EXERCISE OBJECTIVE
Read through the listing and copy every line that contains the word "below".

INFORMATION PROVIDED
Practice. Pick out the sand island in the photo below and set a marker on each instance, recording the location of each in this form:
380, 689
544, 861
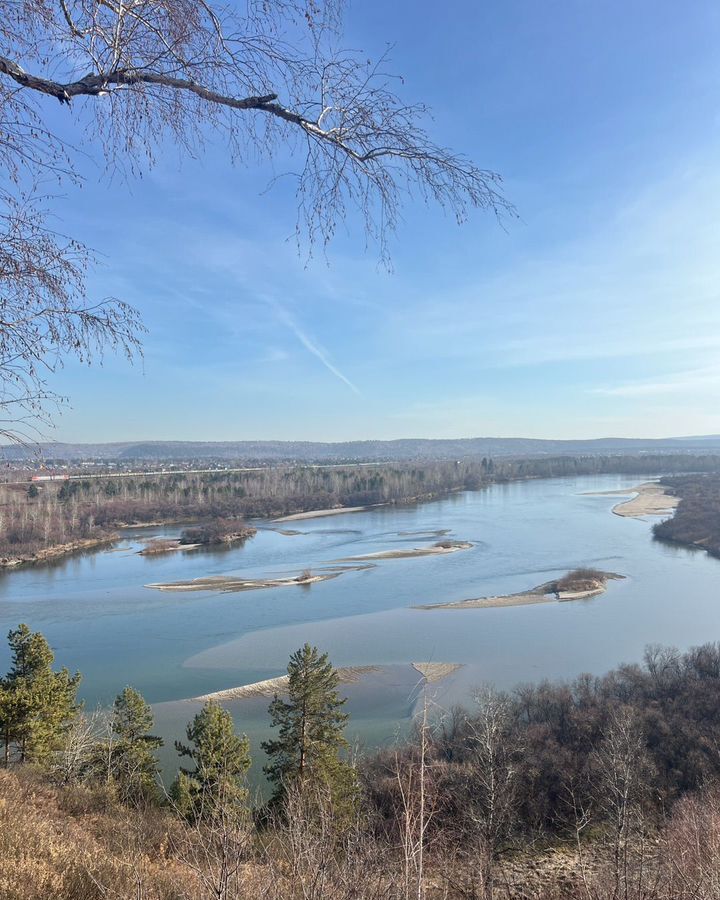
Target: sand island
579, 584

==

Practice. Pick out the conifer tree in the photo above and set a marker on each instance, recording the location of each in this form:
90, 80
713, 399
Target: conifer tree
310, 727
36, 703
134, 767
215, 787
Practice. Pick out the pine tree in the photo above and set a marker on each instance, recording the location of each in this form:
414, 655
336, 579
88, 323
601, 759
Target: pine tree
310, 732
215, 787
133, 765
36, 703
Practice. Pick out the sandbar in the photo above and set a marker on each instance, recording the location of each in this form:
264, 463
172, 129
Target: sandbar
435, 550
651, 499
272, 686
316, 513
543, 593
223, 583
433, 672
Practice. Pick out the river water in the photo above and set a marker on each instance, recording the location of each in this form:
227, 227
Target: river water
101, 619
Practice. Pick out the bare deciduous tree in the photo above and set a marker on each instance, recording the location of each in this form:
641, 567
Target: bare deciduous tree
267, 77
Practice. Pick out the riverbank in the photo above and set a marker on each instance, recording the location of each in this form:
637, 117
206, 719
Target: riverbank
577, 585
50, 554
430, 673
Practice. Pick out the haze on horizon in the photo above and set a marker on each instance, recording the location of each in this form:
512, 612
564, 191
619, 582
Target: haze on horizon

* * *

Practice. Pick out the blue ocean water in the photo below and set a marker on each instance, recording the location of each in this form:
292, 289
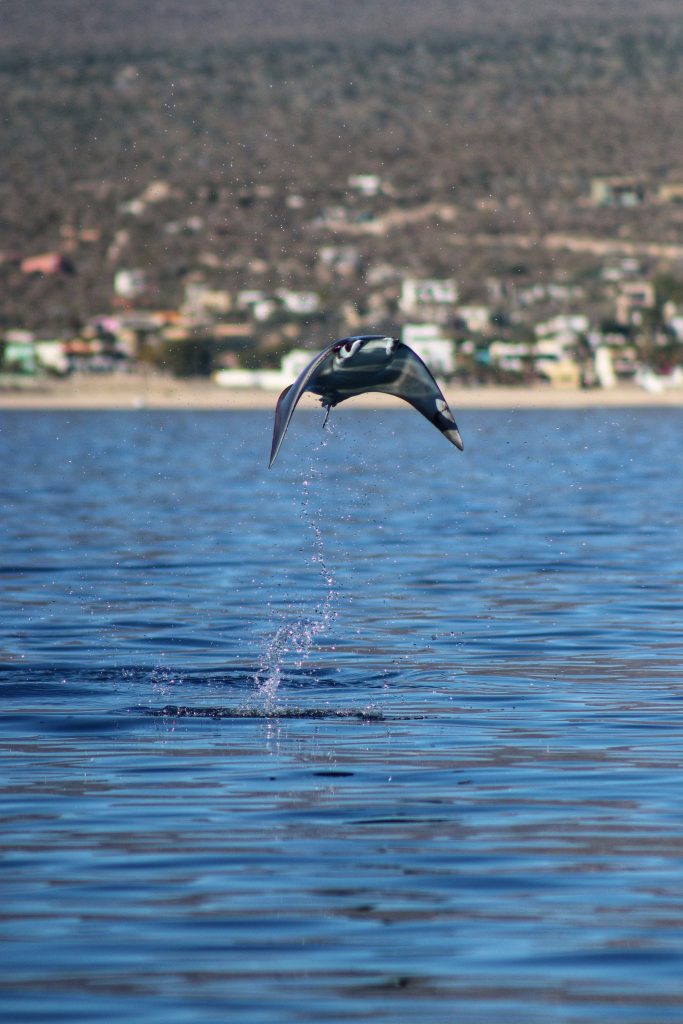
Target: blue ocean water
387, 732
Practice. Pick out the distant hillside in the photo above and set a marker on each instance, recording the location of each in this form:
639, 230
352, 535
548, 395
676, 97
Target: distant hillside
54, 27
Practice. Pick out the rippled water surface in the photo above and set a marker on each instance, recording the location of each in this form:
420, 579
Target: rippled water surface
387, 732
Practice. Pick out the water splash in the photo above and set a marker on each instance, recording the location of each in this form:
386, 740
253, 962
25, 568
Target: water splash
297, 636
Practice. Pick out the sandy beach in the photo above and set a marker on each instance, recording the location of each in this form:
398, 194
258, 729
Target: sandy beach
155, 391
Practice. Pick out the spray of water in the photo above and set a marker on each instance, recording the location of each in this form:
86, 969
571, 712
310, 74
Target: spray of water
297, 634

EXERCISE OUTPUT
Practice. Pick out the sand island in the photo below and set a marker on each instance, recording the location of each in this form:
Practice. Pick out the blue ocean water in the photo below and set a marker on each instance, recording the location of each in this form:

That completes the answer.